Records excerpted from a collection
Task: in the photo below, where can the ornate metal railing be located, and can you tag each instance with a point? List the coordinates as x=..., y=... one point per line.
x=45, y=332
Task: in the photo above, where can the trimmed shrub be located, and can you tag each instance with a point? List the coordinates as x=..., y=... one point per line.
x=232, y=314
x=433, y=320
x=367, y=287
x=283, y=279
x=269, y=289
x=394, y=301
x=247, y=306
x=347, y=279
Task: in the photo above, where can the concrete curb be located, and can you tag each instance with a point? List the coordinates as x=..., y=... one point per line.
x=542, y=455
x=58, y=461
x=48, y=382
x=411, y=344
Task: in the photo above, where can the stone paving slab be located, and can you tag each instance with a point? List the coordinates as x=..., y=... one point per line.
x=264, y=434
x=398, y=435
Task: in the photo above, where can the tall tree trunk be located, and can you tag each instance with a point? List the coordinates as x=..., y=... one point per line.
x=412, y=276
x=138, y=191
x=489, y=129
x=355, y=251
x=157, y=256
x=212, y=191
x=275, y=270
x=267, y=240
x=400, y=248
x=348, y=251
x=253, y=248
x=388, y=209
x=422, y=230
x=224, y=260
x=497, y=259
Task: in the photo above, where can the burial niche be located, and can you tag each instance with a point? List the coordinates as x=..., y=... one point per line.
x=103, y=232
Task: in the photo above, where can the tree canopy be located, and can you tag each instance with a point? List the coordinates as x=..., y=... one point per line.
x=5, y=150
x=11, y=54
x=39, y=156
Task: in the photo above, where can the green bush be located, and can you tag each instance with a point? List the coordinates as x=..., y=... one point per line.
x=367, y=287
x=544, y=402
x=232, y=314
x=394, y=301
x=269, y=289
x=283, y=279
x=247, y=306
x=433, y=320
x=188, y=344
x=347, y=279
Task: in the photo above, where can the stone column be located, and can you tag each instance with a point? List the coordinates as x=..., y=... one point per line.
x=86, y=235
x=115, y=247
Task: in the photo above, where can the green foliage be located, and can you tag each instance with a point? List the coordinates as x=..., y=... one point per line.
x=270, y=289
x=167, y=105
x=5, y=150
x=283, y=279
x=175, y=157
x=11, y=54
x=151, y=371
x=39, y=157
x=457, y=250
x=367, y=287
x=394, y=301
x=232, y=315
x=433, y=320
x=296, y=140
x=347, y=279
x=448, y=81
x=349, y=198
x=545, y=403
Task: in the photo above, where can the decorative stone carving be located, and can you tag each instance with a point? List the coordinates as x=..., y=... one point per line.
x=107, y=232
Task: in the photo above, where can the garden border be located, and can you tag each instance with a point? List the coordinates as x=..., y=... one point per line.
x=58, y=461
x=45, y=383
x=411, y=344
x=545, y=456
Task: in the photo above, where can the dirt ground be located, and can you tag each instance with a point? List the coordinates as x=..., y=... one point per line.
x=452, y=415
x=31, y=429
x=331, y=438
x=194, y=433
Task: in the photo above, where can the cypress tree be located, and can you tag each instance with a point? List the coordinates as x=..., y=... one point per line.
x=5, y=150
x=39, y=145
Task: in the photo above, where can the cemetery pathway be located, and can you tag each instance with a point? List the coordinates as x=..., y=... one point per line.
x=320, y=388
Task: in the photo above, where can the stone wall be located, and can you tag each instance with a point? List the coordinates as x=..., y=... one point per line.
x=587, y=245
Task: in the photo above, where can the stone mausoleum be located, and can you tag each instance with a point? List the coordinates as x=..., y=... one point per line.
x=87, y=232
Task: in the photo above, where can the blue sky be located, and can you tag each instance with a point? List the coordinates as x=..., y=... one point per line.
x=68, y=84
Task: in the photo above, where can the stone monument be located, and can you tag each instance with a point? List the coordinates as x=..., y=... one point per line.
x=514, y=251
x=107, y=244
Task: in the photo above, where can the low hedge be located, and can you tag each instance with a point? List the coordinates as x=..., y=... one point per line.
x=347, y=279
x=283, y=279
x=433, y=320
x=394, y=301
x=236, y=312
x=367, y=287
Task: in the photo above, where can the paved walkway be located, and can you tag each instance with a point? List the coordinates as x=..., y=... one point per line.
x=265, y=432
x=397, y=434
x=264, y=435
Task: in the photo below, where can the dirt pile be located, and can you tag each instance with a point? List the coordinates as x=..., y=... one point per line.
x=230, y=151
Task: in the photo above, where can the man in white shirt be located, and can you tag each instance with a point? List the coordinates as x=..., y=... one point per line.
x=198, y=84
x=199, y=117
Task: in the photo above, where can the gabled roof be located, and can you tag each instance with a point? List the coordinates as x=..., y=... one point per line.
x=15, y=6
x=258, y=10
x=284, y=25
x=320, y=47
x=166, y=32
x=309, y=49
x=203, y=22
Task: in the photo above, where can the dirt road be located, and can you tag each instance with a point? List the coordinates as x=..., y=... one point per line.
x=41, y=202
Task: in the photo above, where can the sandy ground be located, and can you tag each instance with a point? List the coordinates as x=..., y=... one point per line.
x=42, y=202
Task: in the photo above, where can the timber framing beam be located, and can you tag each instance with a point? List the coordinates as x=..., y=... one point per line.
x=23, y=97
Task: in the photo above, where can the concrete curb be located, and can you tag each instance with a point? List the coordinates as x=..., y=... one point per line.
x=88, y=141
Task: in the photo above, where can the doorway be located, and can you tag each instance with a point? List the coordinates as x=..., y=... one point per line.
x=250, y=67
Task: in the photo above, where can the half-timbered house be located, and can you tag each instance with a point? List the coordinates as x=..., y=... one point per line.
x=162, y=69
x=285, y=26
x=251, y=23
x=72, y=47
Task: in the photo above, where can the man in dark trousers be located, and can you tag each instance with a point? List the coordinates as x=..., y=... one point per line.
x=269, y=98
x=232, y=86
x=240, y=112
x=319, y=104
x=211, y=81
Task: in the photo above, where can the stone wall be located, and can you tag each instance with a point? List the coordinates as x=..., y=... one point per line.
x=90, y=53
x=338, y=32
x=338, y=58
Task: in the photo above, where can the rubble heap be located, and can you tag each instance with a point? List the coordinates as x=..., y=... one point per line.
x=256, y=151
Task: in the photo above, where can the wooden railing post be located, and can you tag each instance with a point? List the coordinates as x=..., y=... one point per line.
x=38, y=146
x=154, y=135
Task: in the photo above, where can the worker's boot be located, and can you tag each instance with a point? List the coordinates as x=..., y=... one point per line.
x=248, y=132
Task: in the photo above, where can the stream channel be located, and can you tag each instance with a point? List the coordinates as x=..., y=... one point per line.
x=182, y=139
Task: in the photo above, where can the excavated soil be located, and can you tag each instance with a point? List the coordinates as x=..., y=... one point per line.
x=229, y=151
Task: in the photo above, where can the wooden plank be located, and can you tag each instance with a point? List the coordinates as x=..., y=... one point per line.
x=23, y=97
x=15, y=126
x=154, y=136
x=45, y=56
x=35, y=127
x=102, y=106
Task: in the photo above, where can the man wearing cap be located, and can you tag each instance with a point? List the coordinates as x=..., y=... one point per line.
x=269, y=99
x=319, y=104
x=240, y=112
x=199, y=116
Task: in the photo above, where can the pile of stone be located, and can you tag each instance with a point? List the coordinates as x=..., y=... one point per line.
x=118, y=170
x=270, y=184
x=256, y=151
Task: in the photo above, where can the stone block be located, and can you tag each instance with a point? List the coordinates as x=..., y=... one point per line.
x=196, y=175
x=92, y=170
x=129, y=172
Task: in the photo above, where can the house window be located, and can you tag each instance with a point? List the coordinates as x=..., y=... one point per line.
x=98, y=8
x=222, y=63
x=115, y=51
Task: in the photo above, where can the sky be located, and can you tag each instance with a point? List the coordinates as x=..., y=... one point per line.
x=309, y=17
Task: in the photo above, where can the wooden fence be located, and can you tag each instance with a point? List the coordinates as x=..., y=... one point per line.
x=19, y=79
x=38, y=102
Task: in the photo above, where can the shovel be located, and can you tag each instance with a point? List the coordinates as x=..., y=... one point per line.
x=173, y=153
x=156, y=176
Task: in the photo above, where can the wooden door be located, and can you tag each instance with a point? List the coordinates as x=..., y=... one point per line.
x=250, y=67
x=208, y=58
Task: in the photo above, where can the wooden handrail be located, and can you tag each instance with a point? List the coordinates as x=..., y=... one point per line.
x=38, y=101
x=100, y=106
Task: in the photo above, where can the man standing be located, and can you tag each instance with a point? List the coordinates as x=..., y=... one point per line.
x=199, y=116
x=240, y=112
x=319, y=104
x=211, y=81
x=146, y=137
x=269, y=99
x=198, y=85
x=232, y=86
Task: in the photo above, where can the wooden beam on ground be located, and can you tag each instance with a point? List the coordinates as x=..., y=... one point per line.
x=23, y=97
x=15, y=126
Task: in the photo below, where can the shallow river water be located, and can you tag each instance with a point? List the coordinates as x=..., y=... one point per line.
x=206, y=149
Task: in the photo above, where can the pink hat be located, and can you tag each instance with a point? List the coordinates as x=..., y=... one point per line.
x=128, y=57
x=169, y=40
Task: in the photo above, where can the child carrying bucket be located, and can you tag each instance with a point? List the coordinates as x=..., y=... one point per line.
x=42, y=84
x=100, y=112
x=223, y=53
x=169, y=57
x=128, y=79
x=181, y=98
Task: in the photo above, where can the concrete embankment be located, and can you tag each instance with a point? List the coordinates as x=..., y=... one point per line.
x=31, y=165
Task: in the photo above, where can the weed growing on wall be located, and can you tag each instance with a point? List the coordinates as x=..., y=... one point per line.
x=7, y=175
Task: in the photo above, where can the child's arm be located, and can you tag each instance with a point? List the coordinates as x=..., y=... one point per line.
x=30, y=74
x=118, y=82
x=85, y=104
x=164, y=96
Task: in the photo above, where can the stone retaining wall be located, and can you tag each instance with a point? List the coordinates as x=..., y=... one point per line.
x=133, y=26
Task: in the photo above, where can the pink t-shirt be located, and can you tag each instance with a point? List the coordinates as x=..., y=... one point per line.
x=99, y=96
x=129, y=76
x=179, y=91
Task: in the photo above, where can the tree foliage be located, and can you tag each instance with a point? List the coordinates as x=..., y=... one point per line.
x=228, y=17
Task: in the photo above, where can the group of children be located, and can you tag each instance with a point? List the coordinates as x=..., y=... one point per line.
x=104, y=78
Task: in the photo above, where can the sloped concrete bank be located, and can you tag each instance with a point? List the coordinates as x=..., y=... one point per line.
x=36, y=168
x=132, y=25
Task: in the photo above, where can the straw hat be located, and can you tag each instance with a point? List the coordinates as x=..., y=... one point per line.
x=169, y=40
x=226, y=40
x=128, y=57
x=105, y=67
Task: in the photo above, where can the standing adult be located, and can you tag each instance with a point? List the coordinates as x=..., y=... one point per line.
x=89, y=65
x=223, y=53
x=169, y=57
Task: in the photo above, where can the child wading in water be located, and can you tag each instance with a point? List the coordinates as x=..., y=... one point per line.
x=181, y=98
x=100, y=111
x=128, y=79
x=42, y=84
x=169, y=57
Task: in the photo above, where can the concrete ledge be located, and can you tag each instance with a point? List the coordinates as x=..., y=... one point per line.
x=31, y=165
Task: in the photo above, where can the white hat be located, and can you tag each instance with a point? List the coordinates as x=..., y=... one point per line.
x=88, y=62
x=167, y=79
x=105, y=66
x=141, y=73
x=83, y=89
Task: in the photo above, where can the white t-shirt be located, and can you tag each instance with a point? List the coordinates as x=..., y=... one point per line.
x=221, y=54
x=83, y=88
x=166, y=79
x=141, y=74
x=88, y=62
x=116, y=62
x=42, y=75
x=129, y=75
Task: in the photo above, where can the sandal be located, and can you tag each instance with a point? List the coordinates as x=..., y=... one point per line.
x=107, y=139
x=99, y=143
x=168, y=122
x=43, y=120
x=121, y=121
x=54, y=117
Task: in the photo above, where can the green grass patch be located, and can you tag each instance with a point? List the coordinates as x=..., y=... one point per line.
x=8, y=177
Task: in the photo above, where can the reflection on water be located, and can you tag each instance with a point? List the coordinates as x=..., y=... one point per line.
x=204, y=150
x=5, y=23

* * *

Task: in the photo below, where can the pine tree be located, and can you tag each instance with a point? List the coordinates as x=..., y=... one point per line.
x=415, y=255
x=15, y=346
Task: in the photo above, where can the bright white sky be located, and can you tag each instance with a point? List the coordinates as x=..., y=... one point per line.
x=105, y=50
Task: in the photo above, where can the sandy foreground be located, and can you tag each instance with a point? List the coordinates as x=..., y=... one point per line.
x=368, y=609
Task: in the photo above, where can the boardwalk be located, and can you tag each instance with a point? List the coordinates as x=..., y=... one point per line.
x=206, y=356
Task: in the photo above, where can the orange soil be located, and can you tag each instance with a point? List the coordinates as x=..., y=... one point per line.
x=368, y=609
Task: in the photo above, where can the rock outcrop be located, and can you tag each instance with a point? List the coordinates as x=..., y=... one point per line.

REQUIRED TASK
Can you reproduce only the stretch of lines from the one containing "Task: in the photo above, where can the house" through the one containing "x=100, y=106", switching "shovel" to "rake" and leaving everything else unchanged?

EXERCISE ANSWER
Task: in the photo above, where can the house window be located, and can you tag each instance with a point? List the coordinates as x=..., y=... one point per line.
x=98, y=8
x=222, y=63
x=115, y=51
Task: in the photo above, where can the sky be located, and can you tag each instance with a point? List the coordinates as x=..., y=... one point per line.
x=309, y=17
Task: in the photo above, where can the wooden fence be located, and can you tag each instance with a point? List the coordinates as x=..., y=... one point per line.
x=19, y=79
x=38, y=102
Task: in the photo above, where can the rake be located, and can you tag each instance with a point? List the coordinates as x=..., y=... one point per line.
x=173, y=153
x=156, y=176
Task: in the photo above, where can the wooden door be located, and can you tag each instance with a point? List the coordinates as x=..., y=... one point per line.
x=250, y=67
x=208, y=58
Task: in the photo above, where can the wooden handrail be located, and can you tag each instance with a point? List the coordinates as x=..., y=... one point per line.
x=38, y=101
x=100, y=106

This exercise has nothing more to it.